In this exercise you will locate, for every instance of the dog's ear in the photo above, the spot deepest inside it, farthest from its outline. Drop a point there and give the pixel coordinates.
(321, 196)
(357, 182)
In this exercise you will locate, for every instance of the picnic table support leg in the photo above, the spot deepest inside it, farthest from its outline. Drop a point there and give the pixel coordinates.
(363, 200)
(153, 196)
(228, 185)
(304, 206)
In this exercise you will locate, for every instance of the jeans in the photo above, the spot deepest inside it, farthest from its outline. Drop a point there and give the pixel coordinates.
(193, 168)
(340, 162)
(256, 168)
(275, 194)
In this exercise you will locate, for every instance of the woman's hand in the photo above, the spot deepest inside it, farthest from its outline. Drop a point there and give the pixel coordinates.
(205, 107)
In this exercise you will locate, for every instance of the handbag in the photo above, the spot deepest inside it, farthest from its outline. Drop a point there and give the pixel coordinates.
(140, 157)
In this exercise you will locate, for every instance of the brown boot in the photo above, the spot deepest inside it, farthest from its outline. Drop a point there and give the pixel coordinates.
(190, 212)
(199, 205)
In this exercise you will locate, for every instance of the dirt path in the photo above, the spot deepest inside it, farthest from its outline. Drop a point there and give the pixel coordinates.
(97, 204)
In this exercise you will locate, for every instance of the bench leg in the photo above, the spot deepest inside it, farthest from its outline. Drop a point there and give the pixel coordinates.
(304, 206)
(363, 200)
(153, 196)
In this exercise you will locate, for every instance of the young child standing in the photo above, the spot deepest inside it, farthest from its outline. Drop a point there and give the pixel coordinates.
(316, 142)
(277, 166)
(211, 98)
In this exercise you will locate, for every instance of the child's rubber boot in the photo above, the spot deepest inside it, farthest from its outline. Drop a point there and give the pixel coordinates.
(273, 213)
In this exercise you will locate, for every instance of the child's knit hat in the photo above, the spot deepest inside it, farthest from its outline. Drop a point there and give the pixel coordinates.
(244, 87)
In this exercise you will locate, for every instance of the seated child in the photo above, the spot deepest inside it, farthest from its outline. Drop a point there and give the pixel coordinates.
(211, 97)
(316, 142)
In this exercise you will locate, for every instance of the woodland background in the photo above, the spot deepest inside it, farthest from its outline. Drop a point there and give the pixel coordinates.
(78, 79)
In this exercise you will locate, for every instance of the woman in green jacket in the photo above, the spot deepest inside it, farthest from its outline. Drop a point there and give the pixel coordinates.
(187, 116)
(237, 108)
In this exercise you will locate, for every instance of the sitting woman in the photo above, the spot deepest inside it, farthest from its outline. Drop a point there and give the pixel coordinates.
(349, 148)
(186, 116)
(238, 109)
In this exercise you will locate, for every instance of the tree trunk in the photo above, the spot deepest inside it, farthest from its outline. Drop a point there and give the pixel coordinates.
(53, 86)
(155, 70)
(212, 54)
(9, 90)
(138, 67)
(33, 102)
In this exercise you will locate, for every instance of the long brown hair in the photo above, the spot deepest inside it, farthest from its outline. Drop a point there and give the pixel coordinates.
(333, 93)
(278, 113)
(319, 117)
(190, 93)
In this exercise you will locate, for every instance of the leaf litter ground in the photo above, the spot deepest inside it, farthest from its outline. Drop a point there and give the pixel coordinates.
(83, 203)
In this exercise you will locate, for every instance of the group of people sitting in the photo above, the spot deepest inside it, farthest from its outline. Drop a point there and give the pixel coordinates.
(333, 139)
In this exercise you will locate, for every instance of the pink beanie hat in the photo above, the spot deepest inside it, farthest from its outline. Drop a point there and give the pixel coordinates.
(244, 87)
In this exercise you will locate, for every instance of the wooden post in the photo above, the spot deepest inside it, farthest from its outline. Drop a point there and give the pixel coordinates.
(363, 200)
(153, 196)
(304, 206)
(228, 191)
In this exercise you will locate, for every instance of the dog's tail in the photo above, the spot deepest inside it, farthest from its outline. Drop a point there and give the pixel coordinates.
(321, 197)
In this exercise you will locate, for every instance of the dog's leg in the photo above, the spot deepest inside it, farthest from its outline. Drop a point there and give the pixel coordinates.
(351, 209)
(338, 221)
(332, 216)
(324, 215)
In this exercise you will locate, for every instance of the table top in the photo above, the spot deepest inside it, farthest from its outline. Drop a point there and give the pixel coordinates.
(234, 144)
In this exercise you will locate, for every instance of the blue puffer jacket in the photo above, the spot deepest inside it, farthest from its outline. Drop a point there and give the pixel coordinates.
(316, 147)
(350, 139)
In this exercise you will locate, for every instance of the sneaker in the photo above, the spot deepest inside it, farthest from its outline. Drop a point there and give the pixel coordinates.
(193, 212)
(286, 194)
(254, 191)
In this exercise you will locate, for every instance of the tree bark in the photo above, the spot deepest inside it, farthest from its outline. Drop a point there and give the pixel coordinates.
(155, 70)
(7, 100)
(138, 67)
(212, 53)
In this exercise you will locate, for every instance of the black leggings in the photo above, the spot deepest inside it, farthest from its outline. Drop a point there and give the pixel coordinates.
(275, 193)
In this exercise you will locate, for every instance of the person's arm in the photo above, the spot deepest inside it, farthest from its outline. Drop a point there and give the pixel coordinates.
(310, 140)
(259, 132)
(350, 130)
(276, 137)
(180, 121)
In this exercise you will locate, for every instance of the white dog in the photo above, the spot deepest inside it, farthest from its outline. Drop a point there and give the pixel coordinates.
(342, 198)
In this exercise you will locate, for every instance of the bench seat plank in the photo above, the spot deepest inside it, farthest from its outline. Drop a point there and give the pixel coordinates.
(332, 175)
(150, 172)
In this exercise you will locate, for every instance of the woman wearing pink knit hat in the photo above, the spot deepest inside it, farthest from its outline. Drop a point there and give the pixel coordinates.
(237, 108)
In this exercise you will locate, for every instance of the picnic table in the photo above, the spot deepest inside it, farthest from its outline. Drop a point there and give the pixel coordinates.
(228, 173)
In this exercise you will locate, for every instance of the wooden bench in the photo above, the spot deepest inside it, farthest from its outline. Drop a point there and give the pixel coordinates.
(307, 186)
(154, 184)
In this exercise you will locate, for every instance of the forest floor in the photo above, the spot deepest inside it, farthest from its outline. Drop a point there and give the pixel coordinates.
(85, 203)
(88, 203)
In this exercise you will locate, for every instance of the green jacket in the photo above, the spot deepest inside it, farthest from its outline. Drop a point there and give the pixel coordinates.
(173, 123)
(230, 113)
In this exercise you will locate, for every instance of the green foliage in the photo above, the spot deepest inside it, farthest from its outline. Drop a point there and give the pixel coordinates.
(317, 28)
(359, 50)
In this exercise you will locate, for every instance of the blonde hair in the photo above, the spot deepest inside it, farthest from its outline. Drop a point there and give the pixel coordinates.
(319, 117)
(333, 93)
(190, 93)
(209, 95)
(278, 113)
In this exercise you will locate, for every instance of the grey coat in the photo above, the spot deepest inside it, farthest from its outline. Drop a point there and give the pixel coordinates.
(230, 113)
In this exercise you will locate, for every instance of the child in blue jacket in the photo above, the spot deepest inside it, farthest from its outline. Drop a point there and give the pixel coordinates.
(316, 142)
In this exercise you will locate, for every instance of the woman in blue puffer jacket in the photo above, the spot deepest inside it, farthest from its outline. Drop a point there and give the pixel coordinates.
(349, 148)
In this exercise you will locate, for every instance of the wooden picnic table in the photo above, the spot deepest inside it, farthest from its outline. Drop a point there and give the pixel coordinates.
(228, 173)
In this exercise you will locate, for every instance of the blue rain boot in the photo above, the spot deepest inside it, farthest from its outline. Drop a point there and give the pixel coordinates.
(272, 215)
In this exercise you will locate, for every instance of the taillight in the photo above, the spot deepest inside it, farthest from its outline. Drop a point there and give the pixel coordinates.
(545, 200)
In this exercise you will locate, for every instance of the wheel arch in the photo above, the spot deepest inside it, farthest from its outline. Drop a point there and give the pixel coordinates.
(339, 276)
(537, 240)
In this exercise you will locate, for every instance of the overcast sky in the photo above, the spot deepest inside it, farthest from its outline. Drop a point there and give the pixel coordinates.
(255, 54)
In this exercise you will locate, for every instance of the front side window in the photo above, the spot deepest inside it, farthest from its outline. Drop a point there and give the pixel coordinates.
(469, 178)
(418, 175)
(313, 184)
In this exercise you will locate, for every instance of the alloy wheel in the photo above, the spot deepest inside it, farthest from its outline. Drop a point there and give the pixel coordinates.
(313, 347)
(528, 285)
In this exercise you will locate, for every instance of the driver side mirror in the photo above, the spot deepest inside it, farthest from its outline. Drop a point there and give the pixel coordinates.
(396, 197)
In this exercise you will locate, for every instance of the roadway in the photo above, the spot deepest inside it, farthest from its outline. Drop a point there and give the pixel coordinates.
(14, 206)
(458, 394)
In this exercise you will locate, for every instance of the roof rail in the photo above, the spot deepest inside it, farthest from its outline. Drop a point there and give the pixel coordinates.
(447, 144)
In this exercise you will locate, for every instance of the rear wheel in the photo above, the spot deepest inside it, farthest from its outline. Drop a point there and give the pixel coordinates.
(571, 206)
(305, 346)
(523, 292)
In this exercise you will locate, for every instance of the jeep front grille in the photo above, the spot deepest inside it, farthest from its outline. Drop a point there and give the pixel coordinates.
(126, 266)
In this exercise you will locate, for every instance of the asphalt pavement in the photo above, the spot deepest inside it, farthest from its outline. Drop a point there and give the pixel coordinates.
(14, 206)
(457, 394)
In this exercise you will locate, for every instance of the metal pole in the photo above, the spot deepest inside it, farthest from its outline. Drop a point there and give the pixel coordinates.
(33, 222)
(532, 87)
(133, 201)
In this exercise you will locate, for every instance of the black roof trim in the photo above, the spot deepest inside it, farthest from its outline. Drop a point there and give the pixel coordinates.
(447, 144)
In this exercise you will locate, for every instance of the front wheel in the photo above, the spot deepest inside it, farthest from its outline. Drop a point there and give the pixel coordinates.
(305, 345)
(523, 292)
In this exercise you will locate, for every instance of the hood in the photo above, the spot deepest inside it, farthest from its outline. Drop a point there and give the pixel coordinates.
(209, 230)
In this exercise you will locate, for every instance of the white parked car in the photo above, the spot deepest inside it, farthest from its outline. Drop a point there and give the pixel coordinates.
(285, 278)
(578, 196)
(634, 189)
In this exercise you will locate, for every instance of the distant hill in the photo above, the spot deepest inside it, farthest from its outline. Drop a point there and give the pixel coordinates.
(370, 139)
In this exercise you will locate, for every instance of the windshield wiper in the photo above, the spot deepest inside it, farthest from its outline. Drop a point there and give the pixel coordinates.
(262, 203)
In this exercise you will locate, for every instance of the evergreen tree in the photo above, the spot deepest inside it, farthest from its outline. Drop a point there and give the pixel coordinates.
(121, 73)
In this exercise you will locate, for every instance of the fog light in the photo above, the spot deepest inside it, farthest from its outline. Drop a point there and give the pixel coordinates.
+-------+
**PROBLEM TO WORK ON:** All that is wanted is an exact copy of the lines from the line holding "of the hood" through the end of the material above, including both.

**RESULT OF THIS EXERCISE:**
In this exercise you will locate, for every instance of the hood in the photo above, the spot deepest inside it, farthest from its outline. Drop a point there and give the pixel coordinates.
(209, 230)
In this exercise you will locate, for every instance of the white parked car in the photo above, the spot deepest inside it, farthest from its outline. Drop a point there and give the pixel coordinates.
(285, 278)
(578, 196)
(634, 189)
In this exercise you will locate, for every instance of the distant hill in the photo above, the spot deepest inside it, farthest from its outline. Drop a point there and give the pixel coordinates.
(370, 139)
In this exercise you will locate, for every instance of the windshield wiper in the photo above, the spot deepest inside it, farthest from its outline. Drop a point there and give the pixel coordinates.
(262, 203)
In this exercise you will locate, for every instance of the evergreen tree in the photo above, the spot deepest inside it, farthest from its outline. Drop a point there and give the pixel coordinates.
(121, 73)
In this exercise you will locate, for every instance of the fog light in the photo above, the spot deepest inside it, farthest from its outline. Drop a point there and give the pixel coordinates.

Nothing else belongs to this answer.